[<<Содержание] [Архив]       ЛЕХАИМ АПРЕЛЬ 2002 НИСАН 5762 — 4 (120)

 

«ЕВРЕЙСКИЙ ФАШИСТСКИЙ ЦЕНТР» НА БОЛЬШОЙ БРОННОЙ

Семен Чарный

В период «большого террора» 1937 - 1938 годов многие из следователей НКВД стремились сделать карьеру на создании групповых открытых процессов. Подобные процессы прошли едва ли не над всеми социальными и этническими группами населения СССР. Евреи не стали исключением. Точнее, все же стали, но отнюдь не в смысле более благополучной судьбы. Так, осенью 1937-го газеты объявили о раскрытии в Москве «еврейского фашистского центра», работавшего на польскую разведку... Кто же мог возглавлять такой центр? Естественно, по логике НКВД, это должна была быть крупная и нестандартная фигура (надо сказать, к этому моменту в Москве таких не осталось). Впрочем, нет, одна крупная фигура, удовлетворяющая аппетитам НКВД, все же нашлась – единственный остававшийся в Москве официальный раввин, Медалье, приверженец Хабада.

→ **Данные задания**
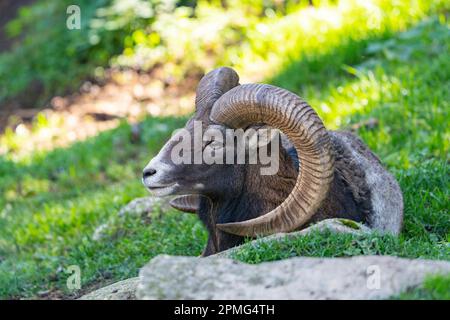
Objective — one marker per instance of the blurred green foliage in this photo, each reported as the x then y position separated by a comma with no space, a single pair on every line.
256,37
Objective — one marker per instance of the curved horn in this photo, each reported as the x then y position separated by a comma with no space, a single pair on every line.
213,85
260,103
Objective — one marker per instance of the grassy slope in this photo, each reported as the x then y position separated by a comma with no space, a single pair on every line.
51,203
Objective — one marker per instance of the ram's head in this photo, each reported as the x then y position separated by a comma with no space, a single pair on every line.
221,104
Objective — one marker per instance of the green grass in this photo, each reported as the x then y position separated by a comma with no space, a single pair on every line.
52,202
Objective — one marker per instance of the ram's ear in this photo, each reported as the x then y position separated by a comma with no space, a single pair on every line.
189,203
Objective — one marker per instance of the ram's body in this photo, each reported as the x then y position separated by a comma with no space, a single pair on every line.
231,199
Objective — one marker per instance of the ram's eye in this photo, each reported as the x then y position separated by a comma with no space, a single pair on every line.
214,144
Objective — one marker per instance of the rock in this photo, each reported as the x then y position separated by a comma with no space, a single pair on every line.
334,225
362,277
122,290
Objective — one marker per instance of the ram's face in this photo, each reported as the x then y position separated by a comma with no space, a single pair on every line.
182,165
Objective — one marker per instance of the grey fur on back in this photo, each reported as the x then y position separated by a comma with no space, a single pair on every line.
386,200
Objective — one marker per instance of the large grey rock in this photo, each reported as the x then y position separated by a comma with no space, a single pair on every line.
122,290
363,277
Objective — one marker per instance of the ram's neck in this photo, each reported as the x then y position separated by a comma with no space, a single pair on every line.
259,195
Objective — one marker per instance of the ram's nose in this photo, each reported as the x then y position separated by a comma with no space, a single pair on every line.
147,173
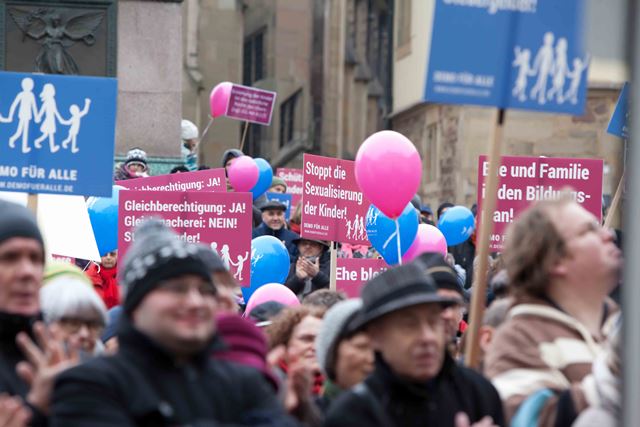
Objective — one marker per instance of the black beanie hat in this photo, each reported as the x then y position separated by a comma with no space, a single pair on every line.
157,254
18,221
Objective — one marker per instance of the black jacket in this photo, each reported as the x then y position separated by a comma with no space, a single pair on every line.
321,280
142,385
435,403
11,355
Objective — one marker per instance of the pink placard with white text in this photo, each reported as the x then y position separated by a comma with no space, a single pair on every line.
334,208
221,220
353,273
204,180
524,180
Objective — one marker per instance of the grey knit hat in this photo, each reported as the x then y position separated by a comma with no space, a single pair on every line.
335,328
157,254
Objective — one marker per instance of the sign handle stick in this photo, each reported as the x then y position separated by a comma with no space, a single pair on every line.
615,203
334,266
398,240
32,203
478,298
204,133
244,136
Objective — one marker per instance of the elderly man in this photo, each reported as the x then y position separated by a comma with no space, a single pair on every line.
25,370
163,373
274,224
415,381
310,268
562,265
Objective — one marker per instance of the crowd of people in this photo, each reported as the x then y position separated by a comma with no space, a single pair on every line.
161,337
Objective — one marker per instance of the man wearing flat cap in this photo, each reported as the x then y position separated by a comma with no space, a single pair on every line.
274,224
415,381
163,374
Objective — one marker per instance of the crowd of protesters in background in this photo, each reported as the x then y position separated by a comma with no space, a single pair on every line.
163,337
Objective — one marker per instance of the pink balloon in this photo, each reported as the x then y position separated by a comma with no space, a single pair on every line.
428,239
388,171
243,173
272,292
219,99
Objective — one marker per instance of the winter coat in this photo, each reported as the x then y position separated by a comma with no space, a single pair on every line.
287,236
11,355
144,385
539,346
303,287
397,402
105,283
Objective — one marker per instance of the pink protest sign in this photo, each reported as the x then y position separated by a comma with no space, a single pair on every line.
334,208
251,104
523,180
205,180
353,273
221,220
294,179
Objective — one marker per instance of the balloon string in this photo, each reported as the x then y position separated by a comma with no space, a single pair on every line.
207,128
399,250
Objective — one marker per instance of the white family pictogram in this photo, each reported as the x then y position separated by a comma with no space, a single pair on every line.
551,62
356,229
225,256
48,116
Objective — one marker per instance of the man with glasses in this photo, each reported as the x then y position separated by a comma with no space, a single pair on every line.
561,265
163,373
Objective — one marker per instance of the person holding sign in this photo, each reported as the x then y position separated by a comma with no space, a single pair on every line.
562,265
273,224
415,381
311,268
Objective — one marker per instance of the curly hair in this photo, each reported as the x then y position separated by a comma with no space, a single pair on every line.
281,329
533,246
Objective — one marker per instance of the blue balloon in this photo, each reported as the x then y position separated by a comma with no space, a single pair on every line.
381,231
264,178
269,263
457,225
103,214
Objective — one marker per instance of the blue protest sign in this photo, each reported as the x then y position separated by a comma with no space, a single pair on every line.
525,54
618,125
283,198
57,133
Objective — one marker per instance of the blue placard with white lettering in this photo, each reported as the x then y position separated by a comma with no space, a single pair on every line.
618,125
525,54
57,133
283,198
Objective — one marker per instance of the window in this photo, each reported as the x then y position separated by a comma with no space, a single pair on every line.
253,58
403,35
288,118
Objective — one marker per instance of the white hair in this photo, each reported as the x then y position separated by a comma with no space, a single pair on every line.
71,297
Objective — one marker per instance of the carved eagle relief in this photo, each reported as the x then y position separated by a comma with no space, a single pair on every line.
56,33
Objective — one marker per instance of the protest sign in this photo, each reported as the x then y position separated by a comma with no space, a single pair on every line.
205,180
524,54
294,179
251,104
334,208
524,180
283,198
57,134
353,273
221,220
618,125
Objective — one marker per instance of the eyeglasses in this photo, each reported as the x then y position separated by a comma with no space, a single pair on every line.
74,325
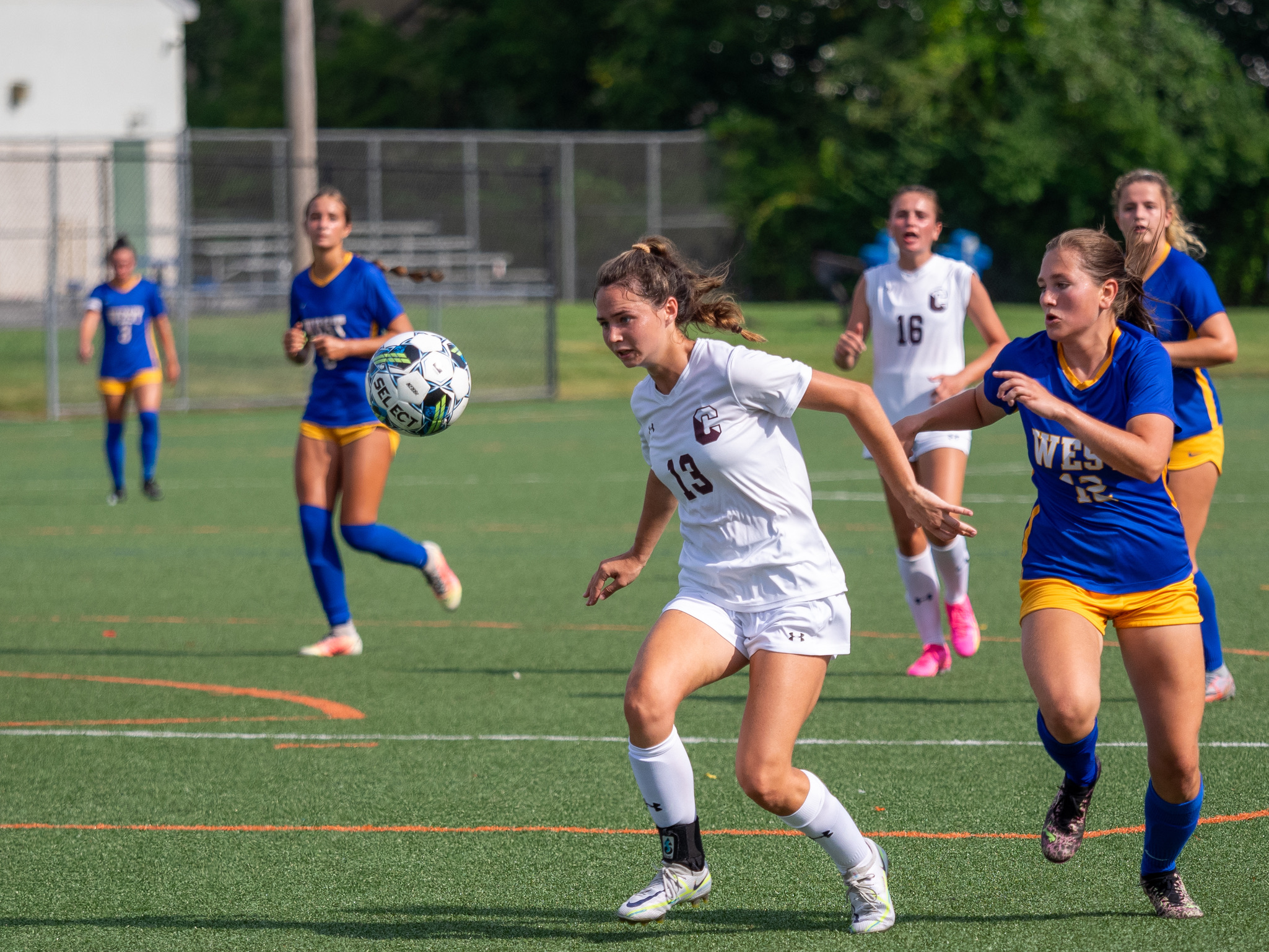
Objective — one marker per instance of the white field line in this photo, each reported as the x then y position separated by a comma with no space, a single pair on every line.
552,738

→ **Задания**
A. Перенесите в таблицу Markdown строки листинга от строки с «Objective — one marker per instance of the white field» до конца листинга включительно, пропустив пустые. Столбцы назовите «№» (номер строки) и «Строка» (сама строка).
B. Допишите продолжение статьи о деле «еврейского фашистского центра», начиная сразу после её последнего предложения.

→ **Ответы по порядку**
A.
| № | Строка |
|---|---|
| 1 | Objective — one marker per instance of the white field line in this photo, each reported as the x then y position separated by a comma with no space, a single pair on every line. |
| 2 | 552,738 |

B.
Однако, чтобы иметь возможность провести именно открытый процесс, который мог вознести его организаторов на вершину карательной иерархической лестницы той поры, требовались как минимум подготовленные соответствующим образом свидетели, способные дать в отношении Медалье «правильные», без осечки, показания, не допуская тех ляпов, что бывали на других больших открытых процессах. В поисках таких свидетелей (выбор был весьма ограничен еще и потому, что большинство религиозных активистов были высланы, а оставшиеся благоразумно «легли на дно») в Ростокинское отделение милиции, что находилось в одном из сел, примыкавших с севера к Москве, был вызван 55-летний кантор синагоги на Большой Бронной М. Гуртенбергер.

Родившийся в 1882 году в древнем (первое упоминание в 1099 году), но к тому времени совсем захолустном городке Дубно, Мошко-Хаим (по официальным документам, в которых, как это часто бывало, царит путаница, – например, в некоторых местах, подследственного именуют Гуртенбергом, а в других – Гуртенбергером), как и многие его сородичи, едва достигнув совершеннолетия, уехал из родных мест. Счастья он решил искать близ Москвы и поселился в селе Останкино. Оттуда вскоре еврейская судьба привела его в синагогу на Большой Бронной, где, начиная с 1904 года, он и начал трудиться, а со временем занял и должность кантора.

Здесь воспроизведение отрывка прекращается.